### Dataset excerpts
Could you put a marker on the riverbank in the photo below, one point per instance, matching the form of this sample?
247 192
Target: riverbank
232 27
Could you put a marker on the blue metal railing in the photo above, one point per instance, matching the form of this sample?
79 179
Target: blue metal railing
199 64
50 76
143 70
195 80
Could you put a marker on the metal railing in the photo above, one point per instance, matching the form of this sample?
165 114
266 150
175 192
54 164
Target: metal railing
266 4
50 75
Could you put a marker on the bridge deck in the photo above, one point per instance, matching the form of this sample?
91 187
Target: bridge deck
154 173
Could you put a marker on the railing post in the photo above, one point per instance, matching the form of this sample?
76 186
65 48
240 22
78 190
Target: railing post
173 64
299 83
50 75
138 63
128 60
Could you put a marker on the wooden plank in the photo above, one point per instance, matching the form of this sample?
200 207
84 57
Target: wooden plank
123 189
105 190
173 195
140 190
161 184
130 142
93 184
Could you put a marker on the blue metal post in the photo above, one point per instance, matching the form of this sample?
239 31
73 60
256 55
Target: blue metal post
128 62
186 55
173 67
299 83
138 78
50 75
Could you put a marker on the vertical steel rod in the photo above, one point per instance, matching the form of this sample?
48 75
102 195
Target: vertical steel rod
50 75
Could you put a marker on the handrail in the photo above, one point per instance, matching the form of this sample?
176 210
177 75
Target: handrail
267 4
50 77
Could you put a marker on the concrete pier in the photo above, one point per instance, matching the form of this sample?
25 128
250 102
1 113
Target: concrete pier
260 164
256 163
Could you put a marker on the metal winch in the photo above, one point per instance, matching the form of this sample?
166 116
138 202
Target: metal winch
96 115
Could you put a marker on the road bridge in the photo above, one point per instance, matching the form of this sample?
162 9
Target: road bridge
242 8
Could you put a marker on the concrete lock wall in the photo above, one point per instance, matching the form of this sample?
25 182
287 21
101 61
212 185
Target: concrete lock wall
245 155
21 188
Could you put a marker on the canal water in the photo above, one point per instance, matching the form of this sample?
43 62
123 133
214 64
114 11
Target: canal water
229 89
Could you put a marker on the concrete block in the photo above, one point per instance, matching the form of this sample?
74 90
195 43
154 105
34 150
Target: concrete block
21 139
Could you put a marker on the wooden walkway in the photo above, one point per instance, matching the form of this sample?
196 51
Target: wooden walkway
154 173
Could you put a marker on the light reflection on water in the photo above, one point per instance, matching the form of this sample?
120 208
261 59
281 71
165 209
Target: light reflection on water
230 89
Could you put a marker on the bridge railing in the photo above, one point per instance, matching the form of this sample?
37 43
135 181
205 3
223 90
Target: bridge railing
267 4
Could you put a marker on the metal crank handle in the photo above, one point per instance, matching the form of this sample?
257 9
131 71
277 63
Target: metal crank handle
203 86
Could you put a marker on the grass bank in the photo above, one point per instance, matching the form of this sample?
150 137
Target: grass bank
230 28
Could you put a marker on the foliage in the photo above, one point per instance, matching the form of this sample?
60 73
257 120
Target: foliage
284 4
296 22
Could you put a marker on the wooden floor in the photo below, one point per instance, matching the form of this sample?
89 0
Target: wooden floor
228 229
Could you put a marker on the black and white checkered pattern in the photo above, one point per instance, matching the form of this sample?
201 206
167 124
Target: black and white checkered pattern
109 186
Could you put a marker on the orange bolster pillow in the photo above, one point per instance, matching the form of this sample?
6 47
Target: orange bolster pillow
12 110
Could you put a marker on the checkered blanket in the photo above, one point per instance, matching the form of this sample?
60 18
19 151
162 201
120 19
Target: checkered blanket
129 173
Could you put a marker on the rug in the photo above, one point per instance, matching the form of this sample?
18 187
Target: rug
######
» Stated exercise:
Restate every line of the data word for word.

» Task result:
Could you put a marker on the riverbank in the photo below, one point per instance, matching the form of this sample?
247 192
Target: riverbank
232 27
Could you put a marker on the blue metal railing in the photo above, one point per instance, matching the form of this sample?
79 179
Target: blue metal railing
199 64
50 76
143 70
195 80
Could you put a marker on the metal railing in the photo above, one point per instance, matching the form of this sample?
165 114
266 150
175 192
54 164
Target: metal railing
266 4
50 75
Could you put a marker on the bridge deck in the photo above, one point per instance, matching the form of this sample?
91 187
Target: bridge deck
154 173
Could you put a marker on the railing post in the photo above, one point per instance, matching the form of this sample?
76 186
65 48
240 22
78 190
Target: railing post
173 64
299 83
50 75
138 63
128 60
Could you put a marker on the wooden plank in the photo above, one point per instance, matching the form of this sample?
200 207
84 57
Target: wooden plank
123 189
105 190
173 195
140 190
161 184
130 142
93 184
Could you put a marker on the blue metal post in the photo above, one point per instance, matching the form of this sample?
239 31
73 60
256 55
Target: blue metal post
128 62
186 55
173 67
299 83
138 78
50 75
Could you put a marker on the vertical steel rod in the photo above, one point per instance, matching the form of this sample?
48 75
102 195
Target: vertical steel rod
50 75
Could you put a marker on the handrail in the photo above, one point per instance, matching the form of this sample?
176 210
177 75
Target: handrail
267 4
50 77
Could you put a marker on the concrete pier in the photo above, one point per instance, matching the form of this sample?
25 128
250 102
1 113
Target: concrete pier
260 164
256 163
Could you put a marker on the metal winch in the photo above, one point per instance, matching the form of this sample?
166 116
138 202
Target: metal winch
96 115
Could you put a marker on the road bridge in the photo above, one point per instance, matching the form of this sample?
162 9
Target: road bridge
242 8
Could you put a marker on the concrete lock wall in the photo above, one point per instance, matching the form of this sample?
25 182
287 21
101 61
212 185
Target: concrete lock wall
245 155
21 188
Could you put a marker on the canal water in the photo above, one point per instance, matching the form of this sample?
43 62
123 133
214 64
114 11
Target: canal water
229 89
Could you put a marker on the concrete block in the photo above, one point per instance, matching the form of this sample?
74 90
195 43
154 105
34 150
Target: concrete block
21 139
Could you put a marker on the wooden walkway in the photo above, one point per instance, matching the form of this sample?
196 51
Target: wooden walkway
154 173
Could you put a marker on the light reflection on water in the photo above, one point per instance, matching the form of this sample?
120 208
261 59
281 71
165 209
Target: light reflection on water
230 89
Could you put a marker on the bridge railing in the photo above, one point per instance, matching the form of this sample?
37 43
135 181
205 3
223 90
Target: bridge railing
267 4
Could you put a marker on the metal crank handle in the photo above, one point per instance, matching the form of this sample?
257 9
131 71
277 63
Target: metal crank handle
203 86
Could you put a marker on the grass bank in the photo above, one point per instance, matching the form of this sample?
150 137
Target: grass bank
230 28
Could you put a marker on the foliage in the photo above, one point per instance, matching the form of this sample?
60 73
257 120
Target: foliage
284 4
296 22
Could you put a marker on the wooden floor in the photo below, one point per instance, matching the form of this sample?
89 0
Target: wooden floor
228 229
Could you put a marker on the black and white checkered pattern in the photo above, one point per instance, matching the form of this sample?
201 206
167 124
Target: black and white checkered pattern
109 186
Could you put a marker on the orange bolster pillow in the photo above, one point per instance, matching the form of this sample?
6 47
Target: orange bolster pillow
12 110
Could you put a marker on the checkered blanket in the photo above, one point per instance, matching the form of this sample?
60 18
19 151
162 201
120 19
Target: checkered blanket
129 173
Could you put a marker on the rug in the photo above, one point per instance, matching the form of this sample?
18 187
Target: rug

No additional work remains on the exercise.